▶ [Dataset rows]
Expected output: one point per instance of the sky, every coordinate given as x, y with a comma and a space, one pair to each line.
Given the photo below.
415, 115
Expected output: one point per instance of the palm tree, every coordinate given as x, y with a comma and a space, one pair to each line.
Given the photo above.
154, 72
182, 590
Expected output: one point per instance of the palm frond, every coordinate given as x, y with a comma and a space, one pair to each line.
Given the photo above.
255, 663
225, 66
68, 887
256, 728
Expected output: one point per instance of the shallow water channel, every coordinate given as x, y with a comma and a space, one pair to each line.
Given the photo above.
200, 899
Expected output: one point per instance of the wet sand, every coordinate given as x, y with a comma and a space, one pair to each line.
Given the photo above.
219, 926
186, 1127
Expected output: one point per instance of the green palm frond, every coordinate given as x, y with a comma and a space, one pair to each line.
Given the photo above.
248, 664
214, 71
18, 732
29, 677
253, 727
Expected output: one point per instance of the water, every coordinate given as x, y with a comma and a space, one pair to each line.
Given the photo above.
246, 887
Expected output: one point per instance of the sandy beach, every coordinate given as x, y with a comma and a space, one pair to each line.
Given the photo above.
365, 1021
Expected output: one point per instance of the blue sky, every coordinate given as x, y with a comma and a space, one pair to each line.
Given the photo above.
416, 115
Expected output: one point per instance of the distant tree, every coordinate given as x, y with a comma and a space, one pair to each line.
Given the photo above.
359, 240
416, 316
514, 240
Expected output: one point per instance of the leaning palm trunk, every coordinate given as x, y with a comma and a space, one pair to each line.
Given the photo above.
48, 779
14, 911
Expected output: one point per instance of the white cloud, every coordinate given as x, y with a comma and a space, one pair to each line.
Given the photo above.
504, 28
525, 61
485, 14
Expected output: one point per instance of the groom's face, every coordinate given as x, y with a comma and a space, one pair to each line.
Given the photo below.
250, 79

▶ [Exercise task] Extract exactly the lines between the line containing "Expected output: one point per instance of the distant" and the end of the data, including both.

▶ [Task output]
Expected output: one point per instance of the distant tree, every coordinate given as x, y with a comma and a space, one pair to each line.
Given the photo above.
359, 240
416, 316
514, 240
Expected output: one point per instance of the leaning palm trunk, every coordinate given as x, y with a comma and a space, one pair to each line.
Given the photo above.
48, 779
14, 911
Expected output: one point per instance of the white cloud, every coordinate given as x, y with a comma and a space, one pair to each line.
Given the photo above.
504, 28
525, 61
485, 14
Expected output: one point per instance of the groom's face, every coordinate given as x, y with a comma and a space, one pair to each line.
Given the photo below.
250, 79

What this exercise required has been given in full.